De modo que o paralelo cristão é rompido. A moral na parábola acima, explicou Jesus (Mateus 18:35), era "Assim procederá convosco meu Pai celeste, se cada um de vós não perdoar ao seu irmão do íntimo do coração", isto é, as suas dívidas. Mas a Wall Street e o Congresso devem ser ateus porque, pelo caminho em que as coisas foram trabalhadas, hoje apenas os ricos estão a ser esquecidos das suas dívidas – não os pobres. Os grandes pecadores vão ficar livres, mas as suas vítimas estão a ser despojadas dos seus activos.

Foi isto, como se sabe, o que aconteceu historicamente no Império Romano ao entrar no caminho da escravidão pela dívida e da servidão. Foi para esta estrada secular que o Congresso encaminhou a economia na semana passada.

(Entradas de anotação de regiões)
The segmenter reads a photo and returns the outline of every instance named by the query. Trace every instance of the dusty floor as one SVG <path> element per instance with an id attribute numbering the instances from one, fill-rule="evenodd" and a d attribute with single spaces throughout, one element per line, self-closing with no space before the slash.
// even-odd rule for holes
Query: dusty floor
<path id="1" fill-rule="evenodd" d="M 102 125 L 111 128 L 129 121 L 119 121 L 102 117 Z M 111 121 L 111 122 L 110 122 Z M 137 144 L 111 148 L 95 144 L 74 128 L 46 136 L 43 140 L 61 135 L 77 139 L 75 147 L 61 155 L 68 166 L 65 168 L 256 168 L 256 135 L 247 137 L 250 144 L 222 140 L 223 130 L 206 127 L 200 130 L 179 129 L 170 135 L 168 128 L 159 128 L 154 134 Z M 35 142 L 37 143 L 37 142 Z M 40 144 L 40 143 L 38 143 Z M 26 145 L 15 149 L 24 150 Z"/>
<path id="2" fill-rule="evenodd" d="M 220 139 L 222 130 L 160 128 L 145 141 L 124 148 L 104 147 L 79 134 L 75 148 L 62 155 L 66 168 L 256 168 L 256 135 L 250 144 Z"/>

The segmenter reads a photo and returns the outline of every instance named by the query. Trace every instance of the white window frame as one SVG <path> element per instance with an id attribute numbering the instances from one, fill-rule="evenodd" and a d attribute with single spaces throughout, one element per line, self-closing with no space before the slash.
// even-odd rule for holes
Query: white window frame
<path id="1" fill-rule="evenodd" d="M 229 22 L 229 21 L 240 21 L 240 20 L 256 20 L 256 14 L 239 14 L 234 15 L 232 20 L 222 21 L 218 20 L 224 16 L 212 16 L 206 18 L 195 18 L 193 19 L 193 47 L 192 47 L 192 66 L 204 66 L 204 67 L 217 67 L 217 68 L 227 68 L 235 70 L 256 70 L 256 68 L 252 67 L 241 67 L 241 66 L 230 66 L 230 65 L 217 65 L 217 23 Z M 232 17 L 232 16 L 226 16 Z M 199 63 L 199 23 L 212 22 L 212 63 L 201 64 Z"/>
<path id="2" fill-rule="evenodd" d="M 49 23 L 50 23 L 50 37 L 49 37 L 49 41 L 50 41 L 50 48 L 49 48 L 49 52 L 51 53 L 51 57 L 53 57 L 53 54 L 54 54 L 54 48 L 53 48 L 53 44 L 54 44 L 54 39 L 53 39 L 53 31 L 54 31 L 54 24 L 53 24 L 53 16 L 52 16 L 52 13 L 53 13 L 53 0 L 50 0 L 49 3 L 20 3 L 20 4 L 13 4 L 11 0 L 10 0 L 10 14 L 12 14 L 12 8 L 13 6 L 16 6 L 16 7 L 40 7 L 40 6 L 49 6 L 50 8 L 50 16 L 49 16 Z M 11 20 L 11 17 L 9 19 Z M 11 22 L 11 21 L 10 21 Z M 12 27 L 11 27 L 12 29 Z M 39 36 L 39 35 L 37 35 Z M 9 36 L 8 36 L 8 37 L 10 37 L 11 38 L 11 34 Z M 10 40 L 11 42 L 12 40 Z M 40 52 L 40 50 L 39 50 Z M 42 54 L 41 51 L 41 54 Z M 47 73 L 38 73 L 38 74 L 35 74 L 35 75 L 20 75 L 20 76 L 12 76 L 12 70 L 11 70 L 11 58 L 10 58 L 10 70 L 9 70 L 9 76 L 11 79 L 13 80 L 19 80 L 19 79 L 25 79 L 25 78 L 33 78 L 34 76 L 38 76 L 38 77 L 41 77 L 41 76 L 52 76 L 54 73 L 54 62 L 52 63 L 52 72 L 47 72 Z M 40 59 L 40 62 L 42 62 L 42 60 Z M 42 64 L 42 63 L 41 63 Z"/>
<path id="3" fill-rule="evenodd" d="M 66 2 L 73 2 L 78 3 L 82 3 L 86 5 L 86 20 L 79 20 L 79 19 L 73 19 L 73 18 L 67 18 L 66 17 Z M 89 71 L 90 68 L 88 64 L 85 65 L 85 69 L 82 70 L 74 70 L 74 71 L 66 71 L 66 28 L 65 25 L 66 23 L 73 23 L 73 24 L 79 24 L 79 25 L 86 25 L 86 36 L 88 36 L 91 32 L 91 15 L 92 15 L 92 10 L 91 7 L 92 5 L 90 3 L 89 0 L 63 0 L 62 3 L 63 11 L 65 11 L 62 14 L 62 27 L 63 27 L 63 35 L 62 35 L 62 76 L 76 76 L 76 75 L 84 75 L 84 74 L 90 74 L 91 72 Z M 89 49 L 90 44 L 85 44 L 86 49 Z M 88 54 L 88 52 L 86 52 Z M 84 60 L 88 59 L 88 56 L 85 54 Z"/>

Tarefas a resolver:
**1)** Resuma a fonte em duas frases.
**2)** Reproduza, por favor, o trecho da fonte que começa em "Foi isto, como" e termina em "na semana passada.".

Resultados por ordem:
**1)** O paralelo cristão é rompido: Jesus ensinou que cada um deve perdoar do íntimo do coração as dívidas do seu irmão, mas hoje só os ricos veem as suas dívidas esquecidas, e não os pobres, enquanto as vítimas dos grandes pecadores são despojadas do que possuem. Foi isto que aconteceu no Império Romano ao entrar no caminho da escravidão pela dívida e da servidão, e foi para essa estrada que o Congresso encaminhou a economia na semana passada.

**2)**
Foi isto, como se sabe, o que aconteceu historicamente no Império Romano ao entrar no caminho da escravidão pela dívida e da servidão. Foi para esta estrada secular que o Congresso encaminhou a economia na semana passada.